▶ **Given request**
Each entry below should be echoed exactly, with pictures omitted.

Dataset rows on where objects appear

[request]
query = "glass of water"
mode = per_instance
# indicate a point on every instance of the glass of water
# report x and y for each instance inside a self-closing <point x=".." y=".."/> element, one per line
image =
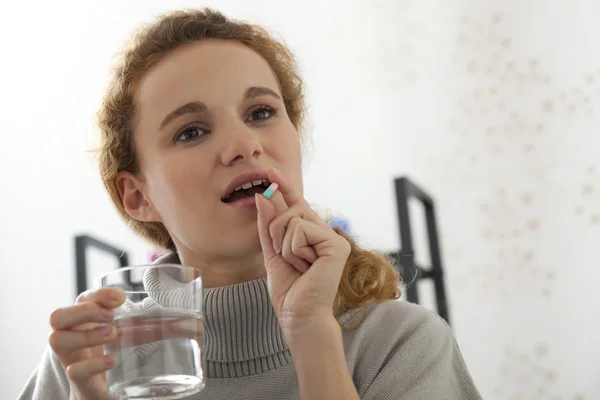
<point x="160" y="329"/>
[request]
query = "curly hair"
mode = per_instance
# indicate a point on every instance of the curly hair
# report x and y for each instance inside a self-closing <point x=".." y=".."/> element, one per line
<point x="368" y="276"/>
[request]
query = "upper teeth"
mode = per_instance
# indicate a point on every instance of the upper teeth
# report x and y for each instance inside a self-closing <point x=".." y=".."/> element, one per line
<point x="250" y="184"/>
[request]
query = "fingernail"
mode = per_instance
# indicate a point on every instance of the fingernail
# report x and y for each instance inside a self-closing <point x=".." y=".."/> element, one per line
<point x="109" y="331"/>
<point x="107" y="314"/>
<point x="110" y="361"/>
<point x="271" y="190"/>
<point x="256" y="200"/>
<point x="276" y="247"/>
<point x="115" y="296"/>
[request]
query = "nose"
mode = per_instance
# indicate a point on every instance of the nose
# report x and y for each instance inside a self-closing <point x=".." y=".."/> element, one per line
<point x="242" y="144"/>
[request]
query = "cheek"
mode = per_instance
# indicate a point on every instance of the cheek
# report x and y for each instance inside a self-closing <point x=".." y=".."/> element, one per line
<point x="178" y="179"/>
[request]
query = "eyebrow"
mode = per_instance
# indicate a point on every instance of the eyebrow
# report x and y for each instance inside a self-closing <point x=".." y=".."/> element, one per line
<point x="195" y="107"/>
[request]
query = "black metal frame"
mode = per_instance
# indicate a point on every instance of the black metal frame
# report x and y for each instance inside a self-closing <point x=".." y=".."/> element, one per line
<point x="82" y="244"/>
<point x="409" y="270"/>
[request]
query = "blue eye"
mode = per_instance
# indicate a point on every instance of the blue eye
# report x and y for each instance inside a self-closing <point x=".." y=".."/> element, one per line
<point x="189" y="133"/>
<point x="261" y="114"/>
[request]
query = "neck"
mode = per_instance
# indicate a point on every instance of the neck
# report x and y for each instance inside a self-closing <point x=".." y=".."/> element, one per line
<point x="225" y="271"/>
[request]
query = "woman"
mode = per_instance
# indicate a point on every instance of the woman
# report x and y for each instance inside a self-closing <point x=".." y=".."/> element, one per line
<point x="200" y="106"/>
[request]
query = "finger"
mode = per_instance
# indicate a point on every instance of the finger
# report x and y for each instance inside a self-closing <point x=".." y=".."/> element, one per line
<point x="82" y="373"/>
<point x="289" y="194"/>
<point x="65" y="342"/>
<point x="279" y="202"/>
<point x="107" y="297"/>
<point x="133" y="333"/>
<point x="302" y="249"/>
<point x="266" y="214"/>
<point x="73" y="316"/>
<point x="286" y="252"/>
<point x="278" y="226"/>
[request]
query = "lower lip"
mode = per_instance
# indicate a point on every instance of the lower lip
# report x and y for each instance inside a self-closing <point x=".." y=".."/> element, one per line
<point x="245" y="202"/>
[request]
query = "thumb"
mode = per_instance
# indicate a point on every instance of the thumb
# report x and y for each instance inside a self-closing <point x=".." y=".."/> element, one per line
<point x="266" y="214"/>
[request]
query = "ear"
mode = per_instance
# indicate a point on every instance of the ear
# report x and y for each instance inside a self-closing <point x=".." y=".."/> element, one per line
<point x="132" y="193"/>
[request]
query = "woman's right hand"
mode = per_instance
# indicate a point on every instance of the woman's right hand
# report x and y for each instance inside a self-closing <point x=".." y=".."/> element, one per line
<point x="79" y="331"/>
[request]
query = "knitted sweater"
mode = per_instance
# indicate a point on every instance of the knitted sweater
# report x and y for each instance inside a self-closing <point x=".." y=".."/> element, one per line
<point x="399" y="351"/>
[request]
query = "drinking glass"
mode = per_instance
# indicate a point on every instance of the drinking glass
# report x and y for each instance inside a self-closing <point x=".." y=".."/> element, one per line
<point x="160" y="328"/>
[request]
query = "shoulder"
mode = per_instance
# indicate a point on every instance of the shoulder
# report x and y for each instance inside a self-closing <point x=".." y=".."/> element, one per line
<point x="399" y="319"/>
<point x="378" y="333"/>
<point x="396" y="349"/>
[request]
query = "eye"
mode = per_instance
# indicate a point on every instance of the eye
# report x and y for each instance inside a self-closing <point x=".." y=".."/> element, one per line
<point x="189" y="133"/>
<point x="261" y="114"/>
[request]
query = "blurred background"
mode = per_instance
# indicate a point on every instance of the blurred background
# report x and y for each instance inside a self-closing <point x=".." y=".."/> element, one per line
<point x="492" y="107"/>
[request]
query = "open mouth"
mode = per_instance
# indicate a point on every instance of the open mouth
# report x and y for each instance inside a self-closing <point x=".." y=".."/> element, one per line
<point x="247" y="190"/>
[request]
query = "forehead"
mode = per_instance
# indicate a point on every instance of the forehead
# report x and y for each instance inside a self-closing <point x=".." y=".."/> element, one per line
<point x="212" y="71"/>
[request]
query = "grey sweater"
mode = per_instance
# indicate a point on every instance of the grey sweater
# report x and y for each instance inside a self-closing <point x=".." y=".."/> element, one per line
<point x="399" y="351"/>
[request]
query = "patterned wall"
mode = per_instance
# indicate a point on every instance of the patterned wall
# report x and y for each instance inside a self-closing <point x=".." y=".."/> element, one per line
<point x="495" y="107"/>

▶ **Output**
[request]
query = "glass of water"
mode = per_instance
# indicate a point on every instance of the glass of water
# report x and y for each instance inside a self-closing <point x=".." y=".."/> element, one per line
image =
<point x="160" y="329"/>
[request]
query = "curly hair"
mode = per_instance
# indicate a point on every instance of the curly hair
# report x and y for each instance inside a self-closing <point x=".." y=".."/> element, one per line
<point x="368" y="276"/>
[request]
query = "upper teeth"
mode = per_instance
# indicate a point on every instance of the upper teeth
# report x and y for each instance inside a self-closing <point x=".." y=".."/> element, one per line
<point x="250" y="184"/>
[request]
query = "fingernail"
mode = per_instance
# indicate a point on every instance of the fingernail
# report x and y for each instance inside a self-closing <point x=".." y=".."/> element, one per line
<point x="109" y="331"/>
<point x="107" y="314"/>
<point x="110" y="361"/>
<point x="271" y="190"/>
<point x="256" y="200"/>
<point x="276" y="247"/>
<point x="115" y="296"/>
[request]
query = "nose"
mode = per_instance
# indicate a point on every instance of the nose
# report x and y for each instance inside a self-closing <point x=".." y=".."/> element, one per line
<point x="242" y="144"/>
[request]
query = "cheek"
mode = per_instance
# indicate a point on every instance of the cheek
# report x and y for each instance inside a self-closing <point x=".." y=".."/> element, one per line
<point x="178" y="179"/>
[request]
query = "eyebrow"
mode = per_instance
# indicate a point on every instance of the eyebrow
# report x and y for each instance inside a self-closing <point x=".." y=".."/> element, one per line
<point x="195" y="107"/>
[request]
query = "black metal frame"
mode = per_instance
# indicate a point on every instance of the black metal frame
# report x and y for each instance inside a self-closing <point x=".." y=".."/> element, one per line
<point x="82" y="244"/>
<point x="409" y="270"/>
[request]
query = "blue eye"
mode = per_instance
# indicate a point on every instance of the blue eye
# report x and y for each instance inside a self-closing <point x=".." y=".."/> element, one per line
<point x="189" y="133"/>
<point x="261" y="114"/>
[request]
query = "neck"
mode = per_instance
# indicate a point on every instance of the neck
# report x and y for each instance inside a self-closing <point x=".." y=".."/> element, one per line
<point x="225" y="271"/>
[request]
query = "woman"
mode = per_instance
# indicate a point on every instance of the woman
# report x and y for each instance inside a self-closing <point x=".." y=".."/> element, one per line
<point x="200" y="106"/>
[request]
query = "finger"
mode = per_instance
# indicate a point on every instance of the finger
# report x and y for each instance inside a self-closing <point x=".." y=".."/> element, one per line
<point x="82" y="373"/>
<point x="289" y="194"/>
<point x="65" y="342"/>
<point x="279" y="202"/>
<point x="107" y="297"/>
<point x="133" y="333"/>
<point x="302" y="249"/>
<point x="266" y="214"/>
<point x="73" y="316"/>
<point x="286" y="252"/>
<point x="278" y="226"/>
[request]
query = "lower lip"
mode = per_instance
# indicate a point on every instance of the lower lip
# report x and y for each instance inside a self-closing <point x=".." y=".."/> element, one per line
<point x="245" y="202"/>
[request]
query = "thumb"
mode = per_instance
# indicate a point on every instance of the thumb
# report x and y for each instance inside a self-closing <point x=".." y=".."/> element, one per line
<point x="266" y="214"/>
[request]
query = "ear"
mode = per_instance
# indicate a point on every instance of the ear
# report x and y for each instance inside a self-closing <point x=".." y=".."/> element, one per line
<point x="132" y="193"/>
[request]
query = "woman's right hand"
mode = per_instance
# indicate a point on every instance of the woman's right hand
# report x and y for each instance inside a self-closing <point x=".." y=".."/> element, one per line
<point x="79" y="331"/>
[request]
query = "knitted sweater"
mode = per_instance
# indicate a point on every instance of the knitted sweater
# report x and y for each instance inside a self-closing <point x=".." y=".."/> element, one per line
<point x="399" y="351"/>
[request]
query = "drinking glass"
mode = per_instance
# indicate a point on every instance of the drinking glass
# report x and y for each instance inside a self-closing <point x=".." y=".."/> element, one per line
<point x="160" y="328"/>
[request]
query = "shoulder"
mode = per_instance
# indicate a point on every instance of the shoulder
# report x and y for each instance inside a self-closing <point x=".." y=".."/> element, one per line
<point x="399" y="319"/>
<point x="378" y="333"/>
<point x="396" y="349"/>
[request]
query = "eye"
mode = per_instance
# indicate a point on every instance of the eye
# report x and y for each instance inside a self-closing <point x=".." y=".."/> element, one per line
<point x="189" y="133"/>
<point x="261" y="114"/>
[request]
query = "blurred background"
mode = per_instance
# indicate a point on every instance of the blurred background
# report x and y for each instance inside a self-closing <point x=".." y=".."/> element, one per line
<point x="492" y="107"/>
[request]
query = "open mouth"
mode = per_instance
# indicate a point on every instance of the open mouth
# report x and y for each instance inside a self-closing <point x=".." y=".."/> element, one per line
<point x="247" y="190"/>
[request]
query = "forehead"
mode = per_instance
# indicate a point on every instance of the forehead
# report x and y for each instance inside a self-closing <point x=".." y=".."/> element, one per line
<point x="212" y="71"/>
[request]
query = "grey sweater"
mode = per_instance
# indicate a point on every instance of the grey sweater
# report x and y for each instance inside a self-closing <point x=".." y=".."/> element, one per line
<point x="399" y="351"/>
[request]
query = "patterned wall"
mode = per_instance
# indicate a point on every instance of the patterned wall
# report x and y for each instance inside a self-closing <point x=".." y=".."/> element, one per line
<point x="495" y="107"/>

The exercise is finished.